PROBLEM TO SOLVE: Return the run of lines below that opens with the line containing "silhouette above? Mark it with a dot." and closes with the line containing "Target: skylight", keeping each one exact.

SOURCE DATA:
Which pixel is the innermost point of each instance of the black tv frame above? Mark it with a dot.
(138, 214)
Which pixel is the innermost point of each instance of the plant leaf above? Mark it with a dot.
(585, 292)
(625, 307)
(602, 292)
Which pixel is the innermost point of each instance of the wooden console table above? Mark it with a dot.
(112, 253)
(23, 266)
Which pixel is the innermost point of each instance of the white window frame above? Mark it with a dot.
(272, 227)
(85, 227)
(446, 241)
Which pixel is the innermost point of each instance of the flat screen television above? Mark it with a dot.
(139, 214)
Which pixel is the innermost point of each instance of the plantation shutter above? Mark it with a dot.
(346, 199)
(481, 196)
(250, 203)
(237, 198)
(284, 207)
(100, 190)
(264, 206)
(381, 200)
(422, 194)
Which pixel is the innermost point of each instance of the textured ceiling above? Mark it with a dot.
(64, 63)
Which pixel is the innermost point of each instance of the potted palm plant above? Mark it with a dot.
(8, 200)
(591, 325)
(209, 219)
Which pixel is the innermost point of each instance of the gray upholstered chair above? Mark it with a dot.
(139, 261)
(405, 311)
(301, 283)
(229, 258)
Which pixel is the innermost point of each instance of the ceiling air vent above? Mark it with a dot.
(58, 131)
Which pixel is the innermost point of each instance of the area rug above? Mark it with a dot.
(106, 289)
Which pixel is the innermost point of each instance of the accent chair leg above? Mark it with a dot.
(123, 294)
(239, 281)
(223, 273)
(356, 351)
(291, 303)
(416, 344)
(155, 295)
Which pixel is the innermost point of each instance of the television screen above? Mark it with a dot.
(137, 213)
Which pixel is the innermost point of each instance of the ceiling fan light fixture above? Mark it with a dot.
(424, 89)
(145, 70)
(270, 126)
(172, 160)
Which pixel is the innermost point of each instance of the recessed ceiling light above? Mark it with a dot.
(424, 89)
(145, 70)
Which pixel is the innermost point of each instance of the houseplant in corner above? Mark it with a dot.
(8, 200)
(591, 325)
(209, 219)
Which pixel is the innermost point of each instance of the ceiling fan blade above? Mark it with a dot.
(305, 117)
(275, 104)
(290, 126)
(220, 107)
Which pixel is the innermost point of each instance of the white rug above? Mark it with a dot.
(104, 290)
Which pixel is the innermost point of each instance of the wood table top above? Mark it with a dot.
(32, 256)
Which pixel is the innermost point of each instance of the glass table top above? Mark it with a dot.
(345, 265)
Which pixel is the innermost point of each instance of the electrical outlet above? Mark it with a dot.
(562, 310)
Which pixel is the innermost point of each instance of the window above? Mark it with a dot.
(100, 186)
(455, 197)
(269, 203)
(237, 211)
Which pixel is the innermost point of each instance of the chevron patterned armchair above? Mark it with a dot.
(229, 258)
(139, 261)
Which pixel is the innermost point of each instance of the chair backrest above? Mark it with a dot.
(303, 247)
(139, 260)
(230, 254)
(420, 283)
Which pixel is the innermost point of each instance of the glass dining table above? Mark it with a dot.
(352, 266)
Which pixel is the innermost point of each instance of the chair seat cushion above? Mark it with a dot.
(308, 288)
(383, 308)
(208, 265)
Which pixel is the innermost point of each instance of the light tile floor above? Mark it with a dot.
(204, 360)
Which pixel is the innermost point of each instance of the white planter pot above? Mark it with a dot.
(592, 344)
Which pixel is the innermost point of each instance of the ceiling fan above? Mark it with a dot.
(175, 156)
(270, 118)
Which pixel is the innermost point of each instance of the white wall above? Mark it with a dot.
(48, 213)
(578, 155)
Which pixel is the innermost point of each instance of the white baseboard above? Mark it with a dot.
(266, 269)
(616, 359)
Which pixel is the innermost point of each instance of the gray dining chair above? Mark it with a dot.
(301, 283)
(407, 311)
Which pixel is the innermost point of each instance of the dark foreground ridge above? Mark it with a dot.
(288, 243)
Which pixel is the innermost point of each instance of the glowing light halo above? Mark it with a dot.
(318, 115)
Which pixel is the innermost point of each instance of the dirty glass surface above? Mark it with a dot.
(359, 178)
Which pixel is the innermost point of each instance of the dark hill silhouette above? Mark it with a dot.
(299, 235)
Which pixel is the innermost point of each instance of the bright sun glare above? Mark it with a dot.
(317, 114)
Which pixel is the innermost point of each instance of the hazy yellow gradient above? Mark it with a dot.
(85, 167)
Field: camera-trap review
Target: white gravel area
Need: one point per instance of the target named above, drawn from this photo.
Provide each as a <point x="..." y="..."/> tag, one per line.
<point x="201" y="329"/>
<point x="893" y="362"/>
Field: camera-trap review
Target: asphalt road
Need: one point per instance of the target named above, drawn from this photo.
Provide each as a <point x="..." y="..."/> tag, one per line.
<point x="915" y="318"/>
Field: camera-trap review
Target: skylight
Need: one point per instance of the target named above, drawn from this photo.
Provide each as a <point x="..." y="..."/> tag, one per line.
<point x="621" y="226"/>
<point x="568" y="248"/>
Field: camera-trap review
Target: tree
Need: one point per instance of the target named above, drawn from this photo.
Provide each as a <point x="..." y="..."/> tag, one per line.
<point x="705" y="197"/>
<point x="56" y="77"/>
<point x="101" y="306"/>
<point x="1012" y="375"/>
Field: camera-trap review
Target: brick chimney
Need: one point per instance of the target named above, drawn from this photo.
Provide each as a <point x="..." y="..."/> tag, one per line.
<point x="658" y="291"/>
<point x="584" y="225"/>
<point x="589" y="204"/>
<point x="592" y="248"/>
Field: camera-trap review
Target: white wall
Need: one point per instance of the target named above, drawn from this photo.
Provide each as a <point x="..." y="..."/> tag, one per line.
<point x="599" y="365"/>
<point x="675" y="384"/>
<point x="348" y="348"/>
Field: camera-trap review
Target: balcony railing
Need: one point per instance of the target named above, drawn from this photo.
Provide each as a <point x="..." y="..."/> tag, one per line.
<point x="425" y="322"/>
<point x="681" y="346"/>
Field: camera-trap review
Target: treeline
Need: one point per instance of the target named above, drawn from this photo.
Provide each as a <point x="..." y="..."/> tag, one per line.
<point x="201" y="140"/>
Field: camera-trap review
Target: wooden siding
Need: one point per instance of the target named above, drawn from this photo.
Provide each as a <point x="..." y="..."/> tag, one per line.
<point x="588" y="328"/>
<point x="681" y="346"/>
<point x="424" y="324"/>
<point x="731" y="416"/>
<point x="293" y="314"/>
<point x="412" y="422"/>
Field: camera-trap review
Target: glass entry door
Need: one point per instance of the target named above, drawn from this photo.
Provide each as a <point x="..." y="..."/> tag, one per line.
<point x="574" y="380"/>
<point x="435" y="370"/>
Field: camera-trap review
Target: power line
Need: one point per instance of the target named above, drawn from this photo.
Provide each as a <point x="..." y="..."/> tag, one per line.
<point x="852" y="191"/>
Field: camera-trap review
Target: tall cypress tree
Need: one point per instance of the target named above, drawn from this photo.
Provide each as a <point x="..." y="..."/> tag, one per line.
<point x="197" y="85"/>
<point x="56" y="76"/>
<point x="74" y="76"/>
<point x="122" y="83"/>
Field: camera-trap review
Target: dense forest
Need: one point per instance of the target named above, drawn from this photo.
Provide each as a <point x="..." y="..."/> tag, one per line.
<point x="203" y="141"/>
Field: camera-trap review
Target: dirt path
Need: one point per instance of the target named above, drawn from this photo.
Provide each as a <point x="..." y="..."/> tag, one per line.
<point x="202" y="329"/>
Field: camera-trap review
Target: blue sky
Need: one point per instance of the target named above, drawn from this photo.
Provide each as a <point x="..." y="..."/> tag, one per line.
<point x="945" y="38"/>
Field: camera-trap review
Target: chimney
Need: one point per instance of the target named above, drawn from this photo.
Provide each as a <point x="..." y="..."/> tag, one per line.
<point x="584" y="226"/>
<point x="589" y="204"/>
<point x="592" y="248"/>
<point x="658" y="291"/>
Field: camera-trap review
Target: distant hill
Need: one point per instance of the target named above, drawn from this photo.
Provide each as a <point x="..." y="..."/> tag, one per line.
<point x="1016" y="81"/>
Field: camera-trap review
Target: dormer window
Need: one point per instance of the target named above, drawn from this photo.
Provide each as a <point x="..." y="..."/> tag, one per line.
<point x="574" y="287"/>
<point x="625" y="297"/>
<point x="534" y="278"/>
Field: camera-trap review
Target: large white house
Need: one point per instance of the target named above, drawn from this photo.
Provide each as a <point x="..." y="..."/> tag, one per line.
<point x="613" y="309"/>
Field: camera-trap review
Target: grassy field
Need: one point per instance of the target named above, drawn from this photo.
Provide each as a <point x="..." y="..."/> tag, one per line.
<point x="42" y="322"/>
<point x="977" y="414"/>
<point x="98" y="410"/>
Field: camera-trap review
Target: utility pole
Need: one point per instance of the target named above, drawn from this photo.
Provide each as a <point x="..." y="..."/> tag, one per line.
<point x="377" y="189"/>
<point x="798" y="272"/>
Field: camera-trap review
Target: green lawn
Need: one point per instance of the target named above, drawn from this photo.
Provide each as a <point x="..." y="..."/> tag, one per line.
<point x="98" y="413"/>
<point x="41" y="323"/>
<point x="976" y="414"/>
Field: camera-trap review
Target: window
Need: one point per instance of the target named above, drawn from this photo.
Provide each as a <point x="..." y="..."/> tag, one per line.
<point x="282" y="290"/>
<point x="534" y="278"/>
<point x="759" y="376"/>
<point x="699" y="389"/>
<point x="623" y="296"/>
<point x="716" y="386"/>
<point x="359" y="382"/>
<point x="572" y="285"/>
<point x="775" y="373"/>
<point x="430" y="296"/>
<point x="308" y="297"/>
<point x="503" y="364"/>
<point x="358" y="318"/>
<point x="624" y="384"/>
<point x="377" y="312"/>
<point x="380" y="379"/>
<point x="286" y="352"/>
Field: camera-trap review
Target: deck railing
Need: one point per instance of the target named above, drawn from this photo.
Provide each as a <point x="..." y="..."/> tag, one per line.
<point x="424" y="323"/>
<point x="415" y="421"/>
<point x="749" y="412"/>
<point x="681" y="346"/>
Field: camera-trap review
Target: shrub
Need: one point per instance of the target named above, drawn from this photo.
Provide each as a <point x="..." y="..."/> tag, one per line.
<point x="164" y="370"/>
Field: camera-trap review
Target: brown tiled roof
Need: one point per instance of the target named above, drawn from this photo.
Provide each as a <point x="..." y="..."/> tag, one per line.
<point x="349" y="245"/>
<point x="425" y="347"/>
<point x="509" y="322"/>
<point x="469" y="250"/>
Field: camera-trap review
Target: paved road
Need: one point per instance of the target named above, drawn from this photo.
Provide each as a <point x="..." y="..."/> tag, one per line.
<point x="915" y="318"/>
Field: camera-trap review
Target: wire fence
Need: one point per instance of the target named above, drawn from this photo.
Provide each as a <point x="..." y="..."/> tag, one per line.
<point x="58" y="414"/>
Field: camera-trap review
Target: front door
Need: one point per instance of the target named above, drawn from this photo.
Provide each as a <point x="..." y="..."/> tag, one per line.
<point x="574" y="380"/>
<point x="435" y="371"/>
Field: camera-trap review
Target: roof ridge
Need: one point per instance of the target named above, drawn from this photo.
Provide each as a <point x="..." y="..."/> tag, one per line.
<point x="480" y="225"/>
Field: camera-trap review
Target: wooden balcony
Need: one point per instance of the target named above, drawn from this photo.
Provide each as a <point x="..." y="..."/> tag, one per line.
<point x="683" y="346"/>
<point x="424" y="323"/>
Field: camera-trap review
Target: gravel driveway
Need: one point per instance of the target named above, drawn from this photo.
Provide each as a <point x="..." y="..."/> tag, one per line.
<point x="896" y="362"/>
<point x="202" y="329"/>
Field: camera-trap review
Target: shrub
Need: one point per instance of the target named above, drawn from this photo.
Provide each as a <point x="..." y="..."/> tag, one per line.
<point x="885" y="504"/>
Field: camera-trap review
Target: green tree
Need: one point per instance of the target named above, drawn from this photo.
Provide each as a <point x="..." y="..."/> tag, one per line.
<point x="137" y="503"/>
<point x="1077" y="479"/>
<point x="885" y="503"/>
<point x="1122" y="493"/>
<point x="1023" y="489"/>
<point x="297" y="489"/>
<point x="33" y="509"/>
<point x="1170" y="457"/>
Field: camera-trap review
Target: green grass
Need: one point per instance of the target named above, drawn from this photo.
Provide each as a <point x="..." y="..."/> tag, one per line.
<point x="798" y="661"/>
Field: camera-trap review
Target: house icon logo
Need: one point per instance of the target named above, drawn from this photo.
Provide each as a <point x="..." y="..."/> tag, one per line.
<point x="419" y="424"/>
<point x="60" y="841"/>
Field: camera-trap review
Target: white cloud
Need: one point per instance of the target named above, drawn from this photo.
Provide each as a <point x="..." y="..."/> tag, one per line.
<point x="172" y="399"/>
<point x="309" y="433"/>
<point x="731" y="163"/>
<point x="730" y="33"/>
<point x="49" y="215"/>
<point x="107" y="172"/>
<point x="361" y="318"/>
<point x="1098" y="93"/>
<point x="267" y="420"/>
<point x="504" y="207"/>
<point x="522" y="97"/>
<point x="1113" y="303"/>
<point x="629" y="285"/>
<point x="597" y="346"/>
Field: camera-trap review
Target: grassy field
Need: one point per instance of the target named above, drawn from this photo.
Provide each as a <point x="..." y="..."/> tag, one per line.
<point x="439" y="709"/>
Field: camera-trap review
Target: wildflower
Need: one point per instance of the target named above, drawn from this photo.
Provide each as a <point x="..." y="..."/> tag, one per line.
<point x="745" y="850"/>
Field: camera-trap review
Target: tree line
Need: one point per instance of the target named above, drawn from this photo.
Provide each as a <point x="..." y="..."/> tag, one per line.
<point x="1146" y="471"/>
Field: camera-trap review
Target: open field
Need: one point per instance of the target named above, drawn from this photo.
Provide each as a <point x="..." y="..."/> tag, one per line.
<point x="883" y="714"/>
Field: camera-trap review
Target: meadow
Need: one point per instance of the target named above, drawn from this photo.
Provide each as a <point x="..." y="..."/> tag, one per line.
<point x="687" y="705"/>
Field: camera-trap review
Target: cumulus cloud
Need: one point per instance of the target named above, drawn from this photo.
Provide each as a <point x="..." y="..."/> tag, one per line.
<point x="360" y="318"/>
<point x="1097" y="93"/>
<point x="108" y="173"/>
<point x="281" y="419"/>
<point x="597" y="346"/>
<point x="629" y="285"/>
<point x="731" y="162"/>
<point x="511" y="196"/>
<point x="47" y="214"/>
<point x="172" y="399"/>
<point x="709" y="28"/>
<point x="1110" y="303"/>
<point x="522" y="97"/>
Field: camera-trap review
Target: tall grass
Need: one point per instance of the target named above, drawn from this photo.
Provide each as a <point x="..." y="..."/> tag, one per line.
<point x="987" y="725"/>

EXPECTED ANSWER:
Which pixel is the innermost point of each instance of the dark hill silhouette above? Mark it with a dot.
(299, 235)
Which pixel is the innermost point of each instance of the bright sun glare above? Mark it with a dot.
(317, 114)
Which pixel is the innermost point of each instance of the hazy yellow gradient above? Mark it with a dot.
(85, 167)
Field: camera-trap review
Target: white gravel area
Need: one point per instance of the target named above, drawn from this photo.
Provide each as a <point x="..." y="..."/> tag, one per line.
<point x="201" y="329"/>
<point x="893" y="362"/>
Field: camera-trap review
Target: asphalt road
Need: one point per instance of the target named above, drawn from this photo.
Provide each as a <point x="..." y="..."/> tag, one per line.
<point x="915" y="318"/>
Field: camera-trap review
Target: skylight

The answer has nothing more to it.